(Data items)
=====
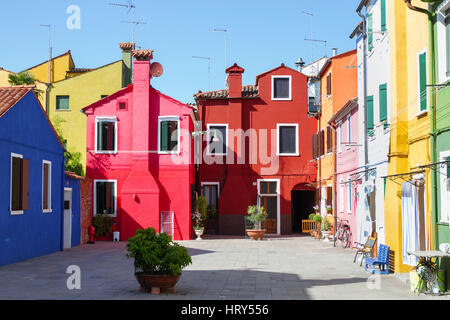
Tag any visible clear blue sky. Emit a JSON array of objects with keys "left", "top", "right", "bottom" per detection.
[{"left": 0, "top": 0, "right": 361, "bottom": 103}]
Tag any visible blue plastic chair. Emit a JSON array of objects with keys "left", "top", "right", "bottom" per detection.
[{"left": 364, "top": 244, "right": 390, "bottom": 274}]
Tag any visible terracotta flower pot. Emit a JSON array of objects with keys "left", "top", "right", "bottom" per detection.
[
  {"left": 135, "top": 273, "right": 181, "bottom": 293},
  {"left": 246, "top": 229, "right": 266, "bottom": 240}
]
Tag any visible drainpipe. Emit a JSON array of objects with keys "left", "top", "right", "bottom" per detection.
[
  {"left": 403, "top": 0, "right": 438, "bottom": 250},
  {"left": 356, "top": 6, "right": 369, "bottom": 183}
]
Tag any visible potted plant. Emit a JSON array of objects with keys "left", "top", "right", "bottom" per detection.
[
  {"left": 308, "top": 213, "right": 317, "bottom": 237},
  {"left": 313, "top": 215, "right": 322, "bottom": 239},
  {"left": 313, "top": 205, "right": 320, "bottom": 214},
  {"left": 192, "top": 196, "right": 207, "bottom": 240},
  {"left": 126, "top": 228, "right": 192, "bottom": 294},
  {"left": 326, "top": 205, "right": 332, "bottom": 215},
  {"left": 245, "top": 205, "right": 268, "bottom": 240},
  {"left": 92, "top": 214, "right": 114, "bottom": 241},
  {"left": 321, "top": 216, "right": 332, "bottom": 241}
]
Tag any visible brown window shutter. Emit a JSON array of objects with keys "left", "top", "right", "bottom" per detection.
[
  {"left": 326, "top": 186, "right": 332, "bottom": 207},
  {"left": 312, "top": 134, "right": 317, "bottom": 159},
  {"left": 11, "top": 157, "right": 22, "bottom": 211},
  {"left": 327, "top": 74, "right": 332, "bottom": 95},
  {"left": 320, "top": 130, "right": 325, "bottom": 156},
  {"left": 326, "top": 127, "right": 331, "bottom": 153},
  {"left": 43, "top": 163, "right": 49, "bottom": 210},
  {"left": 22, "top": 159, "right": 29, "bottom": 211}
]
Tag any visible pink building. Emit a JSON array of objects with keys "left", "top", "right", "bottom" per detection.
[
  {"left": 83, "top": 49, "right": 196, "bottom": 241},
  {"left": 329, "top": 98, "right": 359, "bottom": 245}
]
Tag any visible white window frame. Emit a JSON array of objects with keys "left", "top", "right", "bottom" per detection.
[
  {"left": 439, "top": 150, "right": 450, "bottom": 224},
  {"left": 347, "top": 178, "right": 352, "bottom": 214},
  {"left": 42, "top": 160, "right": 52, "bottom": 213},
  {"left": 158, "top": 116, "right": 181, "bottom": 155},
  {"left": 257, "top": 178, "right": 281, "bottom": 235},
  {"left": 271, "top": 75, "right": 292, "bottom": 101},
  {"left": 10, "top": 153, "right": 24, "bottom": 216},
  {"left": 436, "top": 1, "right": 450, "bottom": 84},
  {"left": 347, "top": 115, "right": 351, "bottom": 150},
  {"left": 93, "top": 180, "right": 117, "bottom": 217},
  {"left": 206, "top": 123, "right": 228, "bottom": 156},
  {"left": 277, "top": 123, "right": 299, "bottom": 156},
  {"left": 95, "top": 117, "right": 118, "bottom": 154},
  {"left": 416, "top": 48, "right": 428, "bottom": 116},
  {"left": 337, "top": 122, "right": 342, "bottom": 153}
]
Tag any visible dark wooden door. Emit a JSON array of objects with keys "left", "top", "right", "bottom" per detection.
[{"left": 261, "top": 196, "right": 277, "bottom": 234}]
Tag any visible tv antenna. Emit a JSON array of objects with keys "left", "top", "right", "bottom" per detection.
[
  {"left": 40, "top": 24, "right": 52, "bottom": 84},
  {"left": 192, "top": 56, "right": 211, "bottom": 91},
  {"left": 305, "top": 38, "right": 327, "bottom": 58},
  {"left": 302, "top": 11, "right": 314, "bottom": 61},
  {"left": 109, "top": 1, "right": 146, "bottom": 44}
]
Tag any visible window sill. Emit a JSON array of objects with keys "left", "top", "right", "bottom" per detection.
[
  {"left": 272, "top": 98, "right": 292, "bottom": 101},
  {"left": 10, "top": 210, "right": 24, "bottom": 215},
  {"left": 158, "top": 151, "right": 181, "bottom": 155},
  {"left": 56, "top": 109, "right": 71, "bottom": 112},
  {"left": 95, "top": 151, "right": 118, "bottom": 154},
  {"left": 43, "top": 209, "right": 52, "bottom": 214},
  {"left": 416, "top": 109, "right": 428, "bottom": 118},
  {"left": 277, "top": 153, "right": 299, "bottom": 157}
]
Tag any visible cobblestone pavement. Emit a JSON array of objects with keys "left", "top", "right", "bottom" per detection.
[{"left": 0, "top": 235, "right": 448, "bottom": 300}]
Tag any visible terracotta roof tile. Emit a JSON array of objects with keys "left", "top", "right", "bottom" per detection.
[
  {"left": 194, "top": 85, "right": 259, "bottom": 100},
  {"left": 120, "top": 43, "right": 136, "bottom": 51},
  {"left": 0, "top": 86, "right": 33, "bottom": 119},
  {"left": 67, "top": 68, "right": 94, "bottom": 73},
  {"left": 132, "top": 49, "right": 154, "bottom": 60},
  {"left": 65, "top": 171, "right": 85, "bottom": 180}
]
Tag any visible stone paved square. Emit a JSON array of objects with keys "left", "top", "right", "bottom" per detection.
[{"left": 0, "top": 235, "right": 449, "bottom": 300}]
=====
What is needed is an exact repetition of every entry, without the pictures.

Tag any visible clear blue sky. Emit a JSON array of objects with keys "left", "top", "right", "bottom" per detection.
[{"left": 0, "top": 0, "right": 361, "bottom": 103}]
Tag any visible blue plastic chair. Emit a JSON array of objects with keys "left", "top", "right", "bottom" per detection.
[{"left": 364, "top": 244, "right": 390, "bottom": 274}]
Tag any visible terracotta flower pot. Emit a JSON array of objects with keys "left", "top", "right", "bottom" per detection.
[
  {"left": 135, "top": 273, "right": 181, "bottom": 293},
  {"left": 246, "top": 229, "right": 266, "bottom": 240}
]
Tag any visible drainpipe. Emit a JSON array of objects with keys "left", "top", "right", "bottom" per detection.
[
  {"left": 403, "top": 0, "right": 438, "bottom": 250},
  {"left": 356, "top": 6, "right": 369, "bottom": 183}
]
Tag any visible potted plant. Emit a JSON array of objects with keys "left", "top", "right", "bottom" per detection.
[
  {"left": 308, "top": 213, "right": 317, "bottom": 237},
  {"left": 313, "top": 215, "right": 322, "bottom": 239},
  {"left": 313, "top": 205, "right": 320, "bottom": 214},
  {"left": 192, "top": 196, "right": 207, "bottom": 240},
  {"left": 126, "top": 228, "right": 192, "bottom": 294},
  {"left": 326, "top": 205, "right": 332, "bottom": 215},
  {"left": 245, "top": 205, "right": 268, "bottom": 240},
  {"left": 92, "top": 214, "right": 114, "bottom": 241},
  {"left": 321, "top": 216, "right": 332, "bottom": 241}
]
Tag any visible brown window shutter. Emit a JSON array of objects with keys "left", "top", "right", "bottom" per detection.
[
  {"left": 326, "top": 186, "right": 332, "bottom": 207},
  {"left": 312, "top": 134, "right": 317, "bottom": 159},
  {"left": 11, "top": 157, "right": 22, "bottom": 211},
  {"left": 327, "top": 74, "right": 332, "bottom": 95},
  {"left": 320, "top": 130, "right": 325, "bottom": 156},
  {"left": 326, "top": 127, "right": 331, "bottom": 153},
  {"left": 43, "top": 163, "right": 49, "bottom": 210},
  {"left": 22, "top": 159, "right": 29, "bottom": 211}
]
Tag any visible pink building. Emit a JSON array of objects with keys "left", "top", "right", "bottom" per detection.
[
  {"left": 83, "top": 49, "right": 196, "bottom": 241},
  {"left": 329, "top": 98, "right": 359, "bottom": 245}
]
Tag any visible white window frame. Emit a JSON array of objects with keys "left", "top", "right", "bottom" per detection.
[
  {"left": 439, "top": 150, "right": 450, "bottom": 224},
  {"left": 347, "top": 178, "right": 352, "bottom": 214},
  {"left": 42, "top": 160, "right": 52, "bottom": 213},
  {"left": 158, "top": 116, "right": 181, "bottom": 155},
  {"left": 257, "top": 178, "right": 281, "bottom": 235},
  {"left": 271, "top": 75, "right": 292, "bottom": 101},
  {"left": 10, "top": 153, "right": 24, "bottom": 216},
  {"left": 436, "top": 1, "right": 450, "bottom": 84},
  {"left": 347, "top": 115, "right": 351, "bottom": 150},
  {"left": 93, "top": 180, "right": 117, "bottom": 217},
  {"left": 206, "top": 123, "right": 228, "bottom": 156},
  {"left": 277, "top": 123, "right": 299, "bottom": 156},
  {"left": 95, "top": 117, "right": 118, "bottom": 154},
  {"left": 416, "top": 48, "right": 428, "bottom": 116},
  {"left": 337, "top": 122, "right": 342, "bottom": 153}
]
Tag any visible dark wooden door. Emit a JSON array of objects with keys "left", "top", "right", "bottom" per detection.
[{"left": 261, "top": 196, "right": 277, "bottom": 234}]
Tag any visible tv antenna. Emit a JSON array of objects with keys "left", "top", "right", "bottom" per detection.
[
  {"left": 40, "top": 24, "right": 52, "bottom": 84},
  {"left": 192, "top": 56, "right": 211, "bottom": 91},
  {"left": 305, "top": 38, "right": 327, "bottom": 58},
  {"left": 302, "top": 11, "right": 314, "bottom": 61},
  {"left": 109, "top": 1, "right": 146, "bottom": 44}
]
Tag any visible window sill. Emit a JSON array of objects with keys "left", "top", "right", "bottom" per detection.
[
  {"left": 272, "top": 98, "right": 292, "bottom": 101},
  {"left": 10, "top": 210, "right": 24, "bottom": 215},
  {"left": 158, "top": 151, "right": 181, "bottom": 155},
  {"left": 56, "top": 109, "right": 71, "bottom": 112},
  {"left": 95, "top": 151, "right": 118, "bottom": 154},
  {"left": 43, "top": 209, "right": 52, "bottom": 214},
  {"left": 416, "top": 109, "right": 428, "bottom": 118},
  {"left": 277, "top": 153, "right": 299, "bottom": 157}
]
Tag any visible cobblestone pavement. Emit a JSON array of objects with keys "left", "top", "right", "bottom" per detection.
[{"left": 0, "top": 235, "right": 448, "bottom": 300}]
Tag any visible terracotta roof tile. Emit a JSON array of objects with keys "left", "top", "right", "bottom" per detection.
[
  {"left": 194, "top": 85, "right": 259, "bottom": 100},
  {"left": 120, "top": 43, "right": 136, "bottom": 51},
  {"left": 0, "top": 86, "right": 33, "bottom": 119},
  {"left": 67, "top": 68, "right": 94, "bottom": 73},
  {"left": 132, "top": 49, "right": 154, "bottom": 60},
  {"left": 65, "top": 171, "right": 85, "bottom": 180}
]
Tag any visible stone paved square. Emit a JSON array of objects with keys "left", "top", "right", "bottom" per detection.
[{"left": 0, "top": 235, "right": 449, "bottom": 300}]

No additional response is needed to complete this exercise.